─── Texte source

Anaïs Oudart est la lauréate du Prix Caritas Photo Sociale 2023

Le jury de la quatrième édition du Prix Caritas Photo Sociale, présidé par Claudine Doury vient de désigner Anaïs Oudart comme lauréate du Prix Caritas Photo Sociale pour sa série « Héroïnes 17 ». Ce travail a été réalisé dans le cadre de la grande commande « Radioscopie de la France, Regards sur un pays traversée par la crise sanitaire » et dresse le portrait de jeunes femmes entre 18 et 25 ans ayant connu une situation de rupture familiale. Grâce à ce prix, la photographe remporte une bourse de 4000€, l’édition d’un livre publié chez Filigranes et une exposition itinérante à Paris et en région.

© Anaïs Oudart, lauréate du Prix Caritas Photo Sociale 2023

Pour cette édition 2023, deux photographes ont été nommés finalistes, il s’agit de Sarah Leduc pour sa série « Elpis », un travail sur l’attente des personnes en demande d’asile dans un village des Corbières et Mat Jacob pour « Thierry et la violence du monde », une enquête sur les traces d’un SDF, qui permet de découvrir le monde de la rue. Leurs travaux seront exposés avec la série lauréate à Toulouse dès cet automne et cet hiver à Paris, à la Mairie du Xème arrondissement de Paris.

Héroïnes 17, série lauréate d’Anaïs Oudart

© Anaïs Oudart, lauréate du Prix Caritas Photo Sociale 2023

La crise sanitaire a accentué les difficultés au sein des familles. Dans les foyers les plus fragiles, les adolescents ont été perçus comme une charge entrainant une augmentation significative du nombre de cas de ruptures familiales. Aujourd’hui en France, l’âge moyen de la décohabitation avec les parents se situe à environ vingt-trois ans et l’accès à l’emploi stable à environ vingt-sept ans. Les mesures de protection de l’enfance, elles, s’arrêtent à dix-huit ans et un jour. De nombreux jeunes sans famille doivent se préparer à être autonomes à un âge où la grande majorité prolongent naturellement leur adolescence. Bien que le gouvernement ait admis cette injustice, de nombreux jeunes continuent de se retrouver en situation de précarité extrême. 40% des SDF de moins de 25 ans viennent de l’Aide Sociale à l’Enfance. Partant de ce constat, j’ai ciblé des jeunes femmes entre 18 et 25 ans ayant connu enfant ou adolescente une situation de rupture familiale.
J’ai décidé de témoigner de leurs difficultés à l’âge adulte à se construire seules, sans parents ni famille. Nombreuses ont connu ou connaissent une situation de précarité de logement, certaines ont un parcours d’errance, d’autres ont eu recours à la prostitution comme moyen pour s’en sortir. Toutes continuent d’avancer malgré le manque de soutien, de repères et de logement. Alors que pour certaines les difficultés perdurent, d’autres réussissent à se stabiliser et s’engagent naturellement vers la protection de l’enfance.

──────

Exercices =>
- a) Transformez en tableau Markdown les lignes des enregistrements, de celle qui contient « silhouetted tree. Return only the coordinates. » jusqu'à la dernière ligne des enregistrements, toutes deux incluses. Utilisez les colonnes « N° » et « Ligne », et laissez de côté les lignes vides.
- b) Poursuivez l'article sur le Prix Caritas Photo Sociale à partir de sa dernière phrase.
L'article et les enregistrements sont deux ensembles distincts.

─── Données fournies

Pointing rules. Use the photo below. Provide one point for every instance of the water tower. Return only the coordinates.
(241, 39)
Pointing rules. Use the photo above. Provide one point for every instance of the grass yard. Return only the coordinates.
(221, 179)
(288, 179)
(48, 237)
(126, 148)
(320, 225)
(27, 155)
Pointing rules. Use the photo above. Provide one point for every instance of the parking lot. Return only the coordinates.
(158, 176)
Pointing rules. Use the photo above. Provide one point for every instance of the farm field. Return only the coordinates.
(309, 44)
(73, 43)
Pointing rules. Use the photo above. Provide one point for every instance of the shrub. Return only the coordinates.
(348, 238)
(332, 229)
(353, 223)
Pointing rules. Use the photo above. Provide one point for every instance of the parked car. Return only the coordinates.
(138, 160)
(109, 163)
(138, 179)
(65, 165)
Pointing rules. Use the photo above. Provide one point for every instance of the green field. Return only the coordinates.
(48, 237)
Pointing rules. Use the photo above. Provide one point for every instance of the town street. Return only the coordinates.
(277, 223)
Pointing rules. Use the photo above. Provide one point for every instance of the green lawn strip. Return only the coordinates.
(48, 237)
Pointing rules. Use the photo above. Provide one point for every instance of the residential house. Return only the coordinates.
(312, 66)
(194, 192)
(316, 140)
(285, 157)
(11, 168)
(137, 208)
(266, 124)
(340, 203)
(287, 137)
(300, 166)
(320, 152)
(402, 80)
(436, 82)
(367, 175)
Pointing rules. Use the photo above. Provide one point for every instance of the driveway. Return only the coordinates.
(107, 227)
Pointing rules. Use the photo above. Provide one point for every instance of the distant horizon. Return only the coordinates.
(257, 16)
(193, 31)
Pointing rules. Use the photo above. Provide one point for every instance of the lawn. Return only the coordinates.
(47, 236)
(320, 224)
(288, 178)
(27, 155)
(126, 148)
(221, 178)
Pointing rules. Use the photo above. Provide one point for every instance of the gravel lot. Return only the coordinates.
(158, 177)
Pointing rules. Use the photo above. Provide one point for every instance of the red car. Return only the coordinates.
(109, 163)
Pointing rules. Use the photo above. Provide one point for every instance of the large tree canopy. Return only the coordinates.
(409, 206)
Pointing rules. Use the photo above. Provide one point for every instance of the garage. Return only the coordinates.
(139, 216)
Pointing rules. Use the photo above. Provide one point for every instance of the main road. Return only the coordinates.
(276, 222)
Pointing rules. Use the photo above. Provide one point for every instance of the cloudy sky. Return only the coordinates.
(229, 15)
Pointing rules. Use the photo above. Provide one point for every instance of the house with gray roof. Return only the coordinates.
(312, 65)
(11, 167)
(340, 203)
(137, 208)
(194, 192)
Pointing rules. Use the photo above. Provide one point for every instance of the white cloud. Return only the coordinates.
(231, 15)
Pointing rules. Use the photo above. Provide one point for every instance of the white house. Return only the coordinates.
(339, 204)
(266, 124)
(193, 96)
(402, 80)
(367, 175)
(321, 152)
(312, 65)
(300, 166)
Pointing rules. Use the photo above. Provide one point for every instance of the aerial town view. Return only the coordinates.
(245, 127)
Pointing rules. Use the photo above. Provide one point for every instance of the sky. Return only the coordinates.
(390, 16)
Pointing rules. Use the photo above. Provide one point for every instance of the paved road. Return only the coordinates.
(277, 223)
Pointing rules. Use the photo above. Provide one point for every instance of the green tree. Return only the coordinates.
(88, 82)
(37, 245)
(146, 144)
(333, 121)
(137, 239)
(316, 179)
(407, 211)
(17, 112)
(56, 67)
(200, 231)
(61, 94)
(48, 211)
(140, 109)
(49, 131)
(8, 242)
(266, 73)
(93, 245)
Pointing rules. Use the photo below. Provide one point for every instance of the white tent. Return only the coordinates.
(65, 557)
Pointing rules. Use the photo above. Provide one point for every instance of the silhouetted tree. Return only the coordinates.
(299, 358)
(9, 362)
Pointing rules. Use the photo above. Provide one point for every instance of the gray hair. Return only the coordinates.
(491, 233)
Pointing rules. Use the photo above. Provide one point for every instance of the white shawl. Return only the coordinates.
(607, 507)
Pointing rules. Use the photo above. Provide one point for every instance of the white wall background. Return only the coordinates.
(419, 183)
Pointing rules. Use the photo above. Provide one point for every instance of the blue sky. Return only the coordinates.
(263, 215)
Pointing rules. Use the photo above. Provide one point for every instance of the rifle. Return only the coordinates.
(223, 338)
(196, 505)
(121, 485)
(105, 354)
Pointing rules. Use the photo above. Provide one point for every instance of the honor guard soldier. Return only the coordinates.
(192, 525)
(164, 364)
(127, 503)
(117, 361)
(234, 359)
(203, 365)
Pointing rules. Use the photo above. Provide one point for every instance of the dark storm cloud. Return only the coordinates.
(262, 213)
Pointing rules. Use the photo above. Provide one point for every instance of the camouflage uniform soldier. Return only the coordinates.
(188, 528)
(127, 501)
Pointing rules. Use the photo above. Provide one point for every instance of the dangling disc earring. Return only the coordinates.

──────

Résultats =>
- a)
| N° | Ligne |
|---|---|
| 1 | Pointing rules. Use the photo above. Provide one point for every instance of the silhouetted tree. Return only the coordinates. |
| 2 | (299, 358) |
| 3 | (9, 362) |
| 4 | Pointing rules. Use the photo above. Provide one point for every instance of the gray hair. Return only the coordinates. |
| 5 | (491, 233) |
| 6 | Pointing rules. Use the photo above. Provide one point for every instance of the white shawl. Return only the coordinates. |
| 7 | (607, 507) |
| 8 | Pointing rules. Use the photo above. Provide one point for every instance of the white wall background. Return only the coordinates. |
| 9 | (419, 183) |
| 10 | Pointing rules. Use the photo above. Provide one point for every instance of the blue sky. Return only the coordinates. |
| 11 | (263, 215) |
| 12 | Pointing rules. Use the photo above. Provide one point for every instance of the rifle. Return only the coordinates. |
| 13 | (223, 338) |
| 14 | (196, 505) |
| 15 | (121, 485) |
| 16 | (105, 354) |
| 17 | Pointing rules. Use the photo above. Provide one point for every instance of the honor guard soldier. Return only the coordinates. |
| 18 | (192, 525) |
| 19 | (164, 364) |
| 20 | (127, 503) |
| 21 | (117, 361) |
| 22 | (234, 359) |
| 23 | (203, 365) |
| 24 | Pointing rules. Use the photo above. Provide one point for every instance of the dark storm cloud. Return only the coordinates. |
| 25 | (262, 213) |
| 26 | Pointing rules. Use the photo above. Provide one point for every instance of the camouflage uniform soldier. Return only the coordinates. |
| 27 | (188, 528) |
| 28 | (127, 501) |
| 29 | Pointing rules. Use the photo above. Provide one point for every instance of the dangling disc earring. Return only the coordinates. |

- b)
Cette série témoigne d’enfances chaotiques et précaires. Elle présente des portraits de femmes dans leur parcours de réinsertion, qui doivent se battre plus fort que les autres pour essayer d’arriver au même niveau. En 2022, par l’intermédiaire de 7 structures en lien avec l’hébergement d’urgence et l’Aide Sociale à l’Enfance, je suis allée à leur rencontre aux quatre coins de la France.
Ces structures m’ont aidée à identifier des jeunes filles qui souhaitaient témoigner de leur parcours. J’ai réalisé un portrait et une interview de chacune d’entre elles dans un procédé collaboratif. J’ai suivi leurs choix du lieu de prise de vue et la façon dont elles souhaitaient être représentées, tout en révélant leur force et leur résilience. Lors des interviews, je les ai laissées libres d’exprimer ce qu’elles avaient envie de partager avec moi et le reste du monde. Ce travail leur rend hommage. Le chiffre 17 fait référence à cet âge charnière où j’ai pu constater de nombreux cas de rupture.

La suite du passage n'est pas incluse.